#### Input:
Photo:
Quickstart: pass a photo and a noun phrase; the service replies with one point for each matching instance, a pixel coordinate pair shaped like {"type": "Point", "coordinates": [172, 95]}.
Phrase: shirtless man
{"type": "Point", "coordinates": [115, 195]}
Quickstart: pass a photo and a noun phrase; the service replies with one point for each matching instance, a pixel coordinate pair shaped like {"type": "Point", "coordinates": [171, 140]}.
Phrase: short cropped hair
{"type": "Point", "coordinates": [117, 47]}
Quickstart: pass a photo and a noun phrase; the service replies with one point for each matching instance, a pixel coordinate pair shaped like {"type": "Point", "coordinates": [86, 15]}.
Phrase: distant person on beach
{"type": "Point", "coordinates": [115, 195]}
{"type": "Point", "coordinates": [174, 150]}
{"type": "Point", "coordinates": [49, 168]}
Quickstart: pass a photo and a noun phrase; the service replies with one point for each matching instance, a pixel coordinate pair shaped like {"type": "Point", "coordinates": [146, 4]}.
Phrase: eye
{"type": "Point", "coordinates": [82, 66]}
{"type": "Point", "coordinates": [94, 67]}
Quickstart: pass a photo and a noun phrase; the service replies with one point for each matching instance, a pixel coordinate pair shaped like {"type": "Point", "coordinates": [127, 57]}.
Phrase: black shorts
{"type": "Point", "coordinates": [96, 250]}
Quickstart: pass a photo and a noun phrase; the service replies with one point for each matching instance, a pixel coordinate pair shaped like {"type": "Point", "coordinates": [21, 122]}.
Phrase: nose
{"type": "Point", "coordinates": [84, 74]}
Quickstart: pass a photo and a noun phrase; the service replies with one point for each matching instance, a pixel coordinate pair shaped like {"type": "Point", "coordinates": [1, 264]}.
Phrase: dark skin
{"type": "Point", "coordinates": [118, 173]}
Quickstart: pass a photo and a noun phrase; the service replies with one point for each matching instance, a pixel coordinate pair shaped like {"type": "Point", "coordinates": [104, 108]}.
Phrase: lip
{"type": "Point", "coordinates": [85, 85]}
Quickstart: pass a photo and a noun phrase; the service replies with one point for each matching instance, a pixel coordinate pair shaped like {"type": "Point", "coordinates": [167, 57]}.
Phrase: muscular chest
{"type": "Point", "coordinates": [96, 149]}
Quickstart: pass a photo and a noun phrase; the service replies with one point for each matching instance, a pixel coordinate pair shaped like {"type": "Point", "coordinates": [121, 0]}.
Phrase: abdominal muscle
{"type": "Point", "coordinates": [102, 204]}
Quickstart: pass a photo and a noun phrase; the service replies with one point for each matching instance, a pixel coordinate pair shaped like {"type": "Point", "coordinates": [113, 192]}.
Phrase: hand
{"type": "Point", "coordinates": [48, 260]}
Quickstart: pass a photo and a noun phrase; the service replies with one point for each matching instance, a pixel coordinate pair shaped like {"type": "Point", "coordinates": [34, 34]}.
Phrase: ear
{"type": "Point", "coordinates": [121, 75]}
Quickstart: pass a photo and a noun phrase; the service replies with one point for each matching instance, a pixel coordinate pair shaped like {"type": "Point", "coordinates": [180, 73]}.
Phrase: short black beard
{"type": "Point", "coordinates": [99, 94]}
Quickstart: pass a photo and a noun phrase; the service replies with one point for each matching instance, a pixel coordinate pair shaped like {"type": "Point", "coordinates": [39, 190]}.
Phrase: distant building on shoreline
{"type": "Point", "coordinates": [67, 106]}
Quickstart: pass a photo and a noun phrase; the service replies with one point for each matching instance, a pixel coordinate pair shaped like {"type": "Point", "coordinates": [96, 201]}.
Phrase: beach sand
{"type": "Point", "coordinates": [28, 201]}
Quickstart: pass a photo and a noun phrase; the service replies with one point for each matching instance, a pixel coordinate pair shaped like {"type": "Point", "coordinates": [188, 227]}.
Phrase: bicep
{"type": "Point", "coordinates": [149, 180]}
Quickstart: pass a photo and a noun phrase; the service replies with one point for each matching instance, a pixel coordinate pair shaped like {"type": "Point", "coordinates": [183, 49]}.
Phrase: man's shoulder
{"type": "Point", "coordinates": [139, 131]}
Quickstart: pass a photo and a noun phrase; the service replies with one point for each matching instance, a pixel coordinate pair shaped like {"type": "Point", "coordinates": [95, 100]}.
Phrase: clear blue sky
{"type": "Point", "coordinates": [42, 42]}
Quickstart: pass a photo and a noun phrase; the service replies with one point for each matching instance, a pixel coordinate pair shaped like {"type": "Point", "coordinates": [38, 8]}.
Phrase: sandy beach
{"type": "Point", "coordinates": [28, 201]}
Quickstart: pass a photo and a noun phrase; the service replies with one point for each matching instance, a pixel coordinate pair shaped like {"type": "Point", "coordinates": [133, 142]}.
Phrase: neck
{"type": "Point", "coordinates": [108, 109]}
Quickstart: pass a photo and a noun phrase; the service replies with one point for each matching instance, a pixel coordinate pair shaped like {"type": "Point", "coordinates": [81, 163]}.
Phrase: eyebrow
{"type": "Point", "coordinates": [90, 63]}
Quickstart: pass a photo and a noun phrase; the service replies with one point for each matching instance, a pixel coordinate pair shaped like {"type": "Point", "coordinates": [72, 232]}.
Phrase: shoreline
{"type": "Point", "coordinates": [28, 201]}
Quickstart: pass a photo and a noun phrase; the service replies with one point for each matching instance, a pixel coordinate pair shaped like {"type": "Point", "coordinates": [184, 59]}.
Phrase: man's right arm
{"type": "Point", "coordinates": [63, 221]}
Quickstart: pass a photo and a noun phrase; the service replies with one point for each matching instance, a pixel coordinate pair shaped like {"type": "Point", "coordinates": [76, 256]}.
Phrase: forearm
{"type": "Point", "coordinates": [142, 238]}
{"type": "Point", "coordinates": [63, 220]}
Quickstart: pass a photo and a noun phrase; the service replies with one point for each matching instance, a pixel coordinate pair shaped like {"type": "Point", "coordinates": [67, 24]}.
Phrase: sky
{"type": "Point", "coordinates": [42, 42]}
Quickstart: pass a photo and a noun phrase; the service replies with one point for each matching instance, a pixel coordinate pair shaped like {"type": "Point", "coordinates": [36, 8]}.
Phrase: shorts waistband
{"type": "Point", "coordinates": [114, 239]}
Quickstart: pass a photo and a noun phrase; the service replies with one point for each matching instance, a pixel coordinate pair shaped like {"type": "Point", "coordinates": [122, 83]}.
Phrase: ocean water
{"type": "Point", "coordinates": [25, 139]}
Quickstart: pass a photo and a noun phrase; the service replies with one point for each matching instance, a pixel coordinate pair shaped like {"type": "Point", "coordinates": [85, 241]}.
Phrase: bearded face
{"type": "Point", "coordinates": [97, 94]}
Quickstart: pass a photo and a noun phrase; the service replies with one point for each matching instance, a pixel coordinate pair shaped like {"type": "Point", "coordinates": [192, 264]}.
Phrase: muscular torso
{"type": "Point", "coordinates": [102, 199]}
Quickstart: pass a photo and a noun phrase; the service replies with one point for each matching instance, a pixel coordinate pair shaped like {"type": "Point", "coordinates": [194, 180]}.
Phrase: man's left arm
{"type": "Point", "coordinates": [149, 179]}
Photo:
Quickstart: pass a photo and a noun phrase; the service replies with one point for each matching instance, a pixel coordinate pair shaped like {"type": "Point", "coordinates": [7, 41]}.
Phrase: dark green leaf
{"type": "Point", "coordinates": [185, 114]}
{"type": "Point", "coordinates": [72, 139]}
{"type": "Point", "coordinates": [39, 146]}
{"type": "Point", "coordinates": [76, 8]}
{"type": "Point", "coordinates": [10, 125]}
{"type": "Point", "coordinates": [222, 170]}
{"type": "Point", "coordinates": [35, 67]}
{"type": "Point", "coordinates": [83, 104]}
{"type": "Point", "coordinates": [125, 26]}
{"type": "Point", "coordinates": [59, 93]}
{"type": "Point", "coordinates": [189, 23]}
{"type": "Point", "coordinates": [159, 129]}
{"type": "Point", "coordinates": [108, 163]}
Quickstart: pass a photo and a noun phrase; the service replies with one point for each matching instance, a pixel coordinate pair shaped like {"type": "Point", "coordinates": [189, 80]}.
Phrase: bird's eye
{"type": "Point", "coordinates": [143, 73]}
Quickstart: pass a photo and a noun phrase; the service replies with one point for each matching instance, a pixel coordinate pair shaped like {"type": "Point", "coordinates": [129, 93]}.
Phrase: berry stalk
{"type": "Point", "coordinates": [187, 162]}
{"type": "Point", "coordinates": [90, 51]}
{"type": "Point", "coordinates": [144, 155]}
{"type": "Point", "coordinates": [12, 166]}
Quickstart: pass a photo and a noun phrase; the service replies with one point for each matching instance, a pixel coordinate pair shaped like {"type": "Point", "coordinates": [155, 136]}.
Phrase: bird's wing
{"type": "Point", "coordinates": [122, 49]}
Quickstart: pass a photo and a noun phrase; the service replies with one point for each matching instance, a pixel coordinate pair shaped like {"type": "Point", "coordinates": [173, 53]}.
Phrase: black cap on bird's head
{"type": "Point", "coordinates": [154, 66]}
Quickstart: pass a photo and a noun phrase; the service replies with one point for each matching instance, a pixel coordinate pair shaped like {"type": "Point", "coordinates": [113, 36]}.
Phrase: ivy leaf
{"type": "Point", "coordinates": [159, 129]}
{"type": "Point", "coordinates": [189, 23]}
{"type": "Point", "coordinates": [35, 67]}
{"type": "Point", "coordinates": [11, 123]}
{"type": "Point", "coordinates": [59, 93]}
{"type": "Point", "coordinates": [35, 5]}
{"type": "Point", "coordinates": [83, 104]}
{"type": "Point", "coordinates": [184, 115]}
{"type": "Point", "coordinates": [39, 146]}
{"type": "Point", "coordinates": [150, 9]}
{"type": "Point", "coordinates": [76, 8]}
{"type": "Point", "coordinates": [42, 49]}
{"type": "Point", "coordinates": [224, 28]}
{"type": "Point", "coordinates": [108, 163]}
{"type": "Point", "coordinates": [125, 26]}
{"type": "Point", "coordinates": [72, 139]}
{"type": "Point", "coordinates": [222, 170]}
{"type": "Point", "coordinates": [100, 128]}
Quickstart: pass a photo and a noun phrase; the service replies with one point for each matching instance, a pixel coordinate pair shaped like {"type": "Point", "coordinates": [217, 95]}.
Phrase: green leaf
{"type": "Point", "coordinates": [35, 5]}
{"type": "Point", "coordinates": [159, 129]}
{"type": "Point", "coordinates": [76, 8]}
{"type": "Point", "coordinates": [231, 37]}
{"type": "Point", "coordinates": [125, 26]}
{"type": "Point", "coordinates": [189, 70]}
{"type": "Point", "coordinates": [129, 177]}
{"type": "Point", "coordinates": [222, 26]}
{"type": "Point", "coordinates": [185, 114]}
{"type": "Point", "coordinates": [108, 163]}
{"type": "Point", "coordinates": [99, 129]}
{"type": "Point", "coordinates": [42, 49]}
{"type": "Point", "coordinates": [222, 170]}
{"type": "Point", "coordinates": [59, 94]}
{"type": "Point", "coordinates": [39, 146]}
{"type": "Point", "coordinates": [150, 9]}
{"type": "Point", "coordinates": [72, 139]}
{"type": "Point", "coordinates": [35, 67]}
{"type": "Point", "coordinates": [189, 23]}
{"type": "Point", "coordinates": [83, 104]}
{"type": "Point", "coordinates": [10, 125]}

#### Do this:
Please pick out every line in the records above that contains the string "leaf" and copy each of those lines. Matching is case-sensitive.

#### Reply:
Phrase: dark green leaf
Phrase: ivy leaf
Phrase: green leaf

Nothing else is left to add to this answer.